## BEGIN

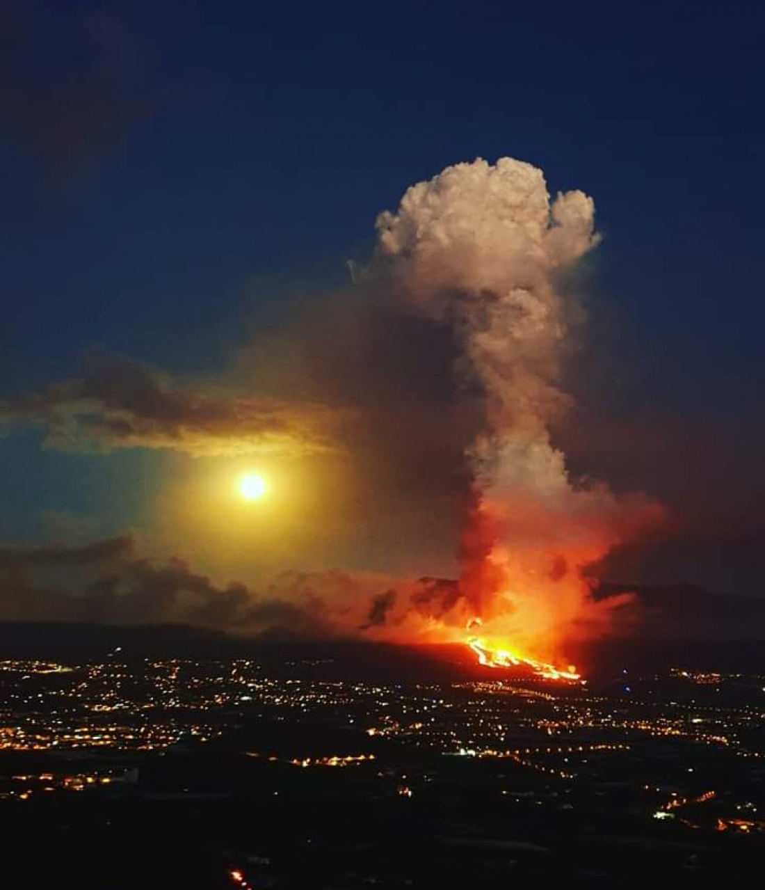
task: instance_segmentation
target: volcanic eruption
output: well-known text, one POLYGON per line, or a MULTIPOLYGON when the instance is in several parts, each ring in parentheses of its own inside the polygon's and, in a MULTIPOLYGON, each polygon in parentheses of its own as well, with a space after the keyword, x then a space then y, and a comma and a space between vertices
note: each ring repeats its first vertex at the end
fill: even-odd
POLYGON ((569 408, 563 359, 581 307, 565 276, 599 241, 582 191, 551 200, 541 170, 510 158, 447 167, 377 219, 376 264, 414 312, 452 327, 454 373, 479 393, 465 455, 472 503, 456 587, 431 585, 405 625, 464 640, 483 664, 523 662, 576 679, 566 647, 623 621, 629 596, 597 601, 586 568, 661 508, 569 475, 551 425, 569 408))

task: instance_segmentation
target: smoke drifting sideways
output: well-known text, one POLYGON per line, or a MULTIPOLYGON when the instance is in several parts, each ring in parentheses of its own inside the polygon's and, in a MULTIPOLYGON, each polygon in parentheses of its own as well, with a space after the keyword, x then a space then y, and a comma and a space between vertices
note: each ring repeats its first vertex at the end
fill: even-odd
MULTIPOLYGON (((556 659, 630 620, 629 596, 597 602, 588 566, 663 521, 642 495, 575 481, 551 439, 569 407, 560 387, 576 299, 562 275, 598 243, 582 191, 551 202, 541 170, 504 158, 448 167, 377 219, 374 266, 412 312, 454 329, 455 368, 480 393, 482 429, 466 456, 473 504, 456 590, 420 591, 401 627, 459 639, 474 619, 492 648, 556 659)), ((426 588, 427 589, 427 588, 426 588)))

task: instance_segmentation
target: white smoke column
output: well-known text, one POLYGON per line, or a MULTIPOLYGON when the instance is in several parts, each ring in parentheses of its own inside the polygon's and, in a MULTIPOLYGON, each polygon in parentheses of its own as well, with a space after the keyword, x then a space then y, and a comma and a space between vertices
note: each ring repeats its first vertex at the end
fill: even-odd
POLYGON ((457 373, 485 398, 486 432, 470 456, 480 506, 470 522, 496 530, 467 554, 471 602, 451 619, 478 611, 497 638, 550 653, 606 619, 582 568, 656 512, 644 498, 620 504, 603 486, 573 485, 551 444, 550 423, 568 403, 559 382, 572 308, 556 280, 598 243, 592 199, 568 191, 551 203, 541 170, 479 158, 410 188, 377 231, 379 260, 414 307, 454 325, 457 373), (495 589, 476 589, 487 574, 495 589))

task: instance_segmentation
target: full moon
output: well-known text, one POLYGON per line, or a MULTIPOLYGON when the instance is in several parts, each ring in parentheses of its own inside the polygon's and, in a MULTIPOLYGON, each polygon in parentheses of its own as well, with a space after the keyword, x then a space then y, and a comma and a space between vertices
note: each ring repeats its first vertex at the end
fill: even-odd
POLYGON ((246 500, 260 500, 266 493, 266 481, 262 476, 243 476, 239 491, 246 500))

## END

■ PROBLEM TO SOLVE ■
Copy the material above line for line, from the first task through the last polygon, but leave out the picture.

■ TASK ANSWER ■
task: instance_segmentation
target: volcanic eruption
output: well-known text, one POLYGON per line, or a MULTIPOLYGON when the instance is in several parts, each ring in parentheses of its own inside the polygon's and, in a MULTIPOLYGON, each polygon in parentheses of its own as well, with a space after the keyword, x then a space then y, and a comma and a space between vertices
note: each ring repeats its first vertex at the end
fill: even-odd
POLYGON ((569 408, 563 359, 581 307, 565 276, 599 241, 582 191, 551 200, 541 170, 510 158, 447 167, 377 219, 376 264, 414 312, 452 327, 454 373, 479 393, 465 455, 472 503, 456 587, 431 585, 405 625, 464 640, 483 664, 523 662, 576 679, 566 647, 623 621, 629 596, 597 601, 586 568, 661 508, 569 475, 551 425, 569 408))

task: instance_segmentation
target: smoke drifting sideways
output: well-known text, one POLYGON per line, or a MULTIPOLYGON when the instance is in several parts, each ring in parentheses of its own inside the polygon's and, in a MULTIPOLYGON, each polygon in parentheses of its own as well, with a space after the keyword, x then a space then y, and a comma and a space between vertices
note: each ring repeats its first vertex at the end
fill: even-odd
MULTIPOLYGON (((556 659, 630 620, 629 596, 597 602, 588 566, 663 521, 642 495, 575 481, 551 439, 569 407, 560 387, 576 299, 562 275, 598 243, 582 191, 551 202, 541 170, 504 158, 448 167, 377 219, 374 266, 412 312, 454 329, 455 368, 480 393, 482 429, 466 456, 473 504, 456 590, 420 591, 401 627, 459 639, 474 619, 492 648, 556 659)), ((426 588, 427 589, 427 588, 426 588)))

task: instance_segmentation
target: white smoke column
output: well-known text, one POLYGON per line, or a MULTIPOLYGON when the instance is in several parts, each ring in parentheses of its own inside the polygon's and, in a MULTIPOLYGON, each polygon in parentheses of its own as well, with a space after the keyword, x then a space then y, and a comma and a space between vertices
note: each ring repeats its first vertex at the end
fill: even-odd
POLYGON ((457 373, 485 398, 486 432, 470 456, 480 506, 470 522, 496 530, 467 554, 471 602, 451 619, 478 611, 497 638, 550 653, 606 619, 582 568, 656 512, 644 498, 620 504, 603 486, 573 485, 551 444, 550 423, 568 403, 559 382, 572 308, 556 280, 598 243, 592 199, 568 191, 551 203, 541 170, 479 158, 410 188, 377 231, 379 260, 414 307, 454 325, 457 373), (495 589, 476 589, 487 574, 495 589))

task: instance_segmentation
target: full moon
output: well-known text, one POLYGON per line, or a MULTIPOLYGON when the instance is in several parts, each ring in parentheses of its own inside the polygon's and, in a MULTIPOLYGON, each polygon in parentheses of its own as well, with a space after the keyword, x then a space then y, and a comma and a space between vertices
note: each ring repeats its first vertex at the end
fill: even-odd
POLYGON ((246 500, 260 500, 266 493, 266 481, 262 476, 243 476, 239 491, 246 500))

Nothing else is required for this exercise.